> **Исходный отрывок**
────

Ну что же, лишний раз не надо нервничать! У меня уже были приглашения выступить в этот вечер в Доме актера и Доме архитектора и теперь я мог ими воспользоваться. В первом часу ночи возвращаюсь в гостиницу. Дежурная по этажу мне говорит:
— Где же вы пропадали? Мы вас искали по всей Москве.
— А за какой надобностью?
— Концерт-то был.
— Как был концерт?
— Так, был. В Георгиевском зале, в Кремле. Вот вам телефон дежурного Комитета по делам искусств.
Звоню.
— Да,— сказал он сокрушенно,— к сожалению, мы вас не смогли найти. Сейчас уже поздно, концерт кончился, ложитесь спать.
Признаюсь, я огорчился. Ни разу не был в Кремле. Не видел Сталина. Но делать нечего! Лег и по молодости быстро уснул.
Среди ночи меня будит телефонный звонок. Включаю свет, смотрю на часы — пять. По телефону — короткий приказ:
— Быстро одевайтесь. Едем в Кремль.
На том конце провода сразу положили трубку. Я решаю, что меня кто-то разыгрывает. Не иначе как Никита Богословский, большой мастер на такие шутки. Но мало ли что. Иду снова к дежурной и прошу у нее телефонную книгу. (Бумажка с номером телефона дежурного Комитета по делам искусств куда-то подевалась). Возвращаюсь. Снова звонок. Нетерпеливый голос:
— Ну где же вы?
— А кто это?
— Из Комитета по делам искусств. Жду вас внизу в машине.
Тут уж я хватаю свой чемоданчик и в два счета оказываюсь внизу, у гостиничного подъезда. В машине, кроме чиновника, обнаруживаю еще и Наталью Шпиллер. Не говоря ни слова, через две минуты мы въезжаем на территорию Кремля.
Все время беспокоюсь только об одном — где бы раздобыть стакан чая. Голос у меня, как известно, без металла, глуховатый. А тут со сна и вовсе сел. По пути к Георгиевскому залу обращаюсь к одному полковнику, к другому с просьбой достать мне чая. Это была своего рода психотерапия. Чтобы не думать о предстоящем выступлении.
В центре Георгиевского зала стоят четыре стола. За ними сидят, как я потом подсчитал, шестьдесят человек — по числу лет Сталина. Нас встречает М. Б. Храпченко, председатель Комитета по делам искусств. Он-то и дал распоряжение привезти меня на этот второй, уже не запланированный концерт. (Первый давно закончился, а гости не расходились. Надо было их чем-то занять).

────

(Строки из набора данных)
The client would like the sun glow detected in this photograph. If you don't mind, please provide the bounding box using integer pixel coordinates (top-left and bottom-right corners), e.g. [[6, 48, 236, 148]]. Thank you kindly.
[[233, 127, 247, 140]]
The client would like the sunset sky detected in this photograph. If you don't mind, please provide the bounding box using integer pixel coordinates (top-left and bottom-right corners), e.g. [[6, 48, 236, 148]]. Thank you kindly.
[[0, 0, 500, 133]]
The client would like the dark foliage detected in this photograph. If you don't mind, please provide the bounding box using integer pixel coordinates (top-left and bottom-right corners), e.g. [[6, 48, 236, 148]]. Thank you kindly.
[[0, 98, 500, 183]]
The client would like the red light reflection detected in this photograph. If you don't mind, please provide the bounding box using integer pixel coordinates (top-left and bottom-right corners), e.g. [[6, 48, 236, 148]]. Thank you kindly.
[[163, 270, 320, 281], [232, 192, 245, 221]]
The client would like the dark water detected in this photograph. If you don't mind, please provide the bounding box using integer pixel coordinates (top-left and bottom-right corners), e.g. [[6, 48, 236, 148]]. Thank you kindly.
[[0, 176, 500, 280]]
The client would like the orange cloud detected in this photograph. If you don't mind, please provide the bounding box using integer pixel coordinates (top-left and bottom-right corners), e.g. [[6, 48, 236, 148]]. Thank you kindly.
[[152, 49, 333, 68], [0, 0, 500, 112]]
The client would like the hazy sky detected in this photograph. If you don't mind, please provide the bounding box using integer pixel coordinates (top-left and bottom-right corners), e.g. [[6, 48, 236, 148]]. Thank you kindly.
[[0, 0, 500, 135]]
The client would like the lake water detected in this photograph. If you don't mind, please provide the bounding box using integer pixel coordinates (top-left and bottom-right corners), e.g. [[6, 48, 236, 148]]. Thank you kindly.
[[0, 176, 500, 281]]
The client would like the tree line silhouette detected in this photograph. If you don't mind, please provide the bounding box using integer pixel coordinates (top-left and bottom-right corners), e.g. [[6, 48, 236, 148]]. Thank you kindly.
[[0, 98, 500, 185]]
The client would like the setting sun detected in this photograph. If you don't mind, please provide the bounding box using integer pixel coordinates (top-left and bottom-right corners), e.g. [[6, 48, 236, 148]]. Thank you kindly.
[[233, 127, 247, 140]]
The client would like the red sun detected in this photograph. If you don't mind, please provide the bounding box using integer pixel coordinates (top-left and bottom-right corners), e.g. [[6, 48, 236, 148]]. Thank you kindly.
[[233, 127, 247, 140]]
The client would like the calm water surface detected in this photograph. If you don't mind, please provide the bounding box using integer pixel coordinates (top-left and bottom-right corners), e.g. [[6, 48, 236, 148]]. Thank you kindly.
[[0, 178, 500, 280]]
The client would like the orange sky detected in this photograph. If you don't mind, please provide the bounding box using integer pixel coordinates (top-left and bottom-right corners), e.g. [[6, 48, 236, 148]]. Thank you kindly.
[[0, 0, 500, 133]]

────

> **Краткое задание 1**
Перепечатайте дословно фрагмент отрывка о концерте в Кремле, начиная со слов «Ну что же, лишний» и заканчивая словами «Как был концерт?».
> **Краткое задание 2**
Ответьте на вопросы по отрывку о концерте в Кремле:
(а) В каком зале Кремля проходил концерт?
(б) Сколько времени показывали часы, когда рассказчика разбудил ночной телефонный звонок?
(в) Сколько человек сидело за столами в центре зала?

> **Ответ 1**
Ну что же, лишний раз не надо нервничать! У меня уже были приглашения выступить в этот вечер в Доме актера и Доме архитектора и теперь я мог ими воспользоваться. В первом часу ночи возвращаюсь в гостиницу. Дежурная по этажу мне говорит:
— Где же вы пропадали? Мы вас искали по всей Москве.
— А за какой надобностью?
— Концерт-то был.
— Как был концерт?

> **Ответ 2**
(а) В Георгиевском зале.
(б) Пять часов.
(в) Шестьдесят человек.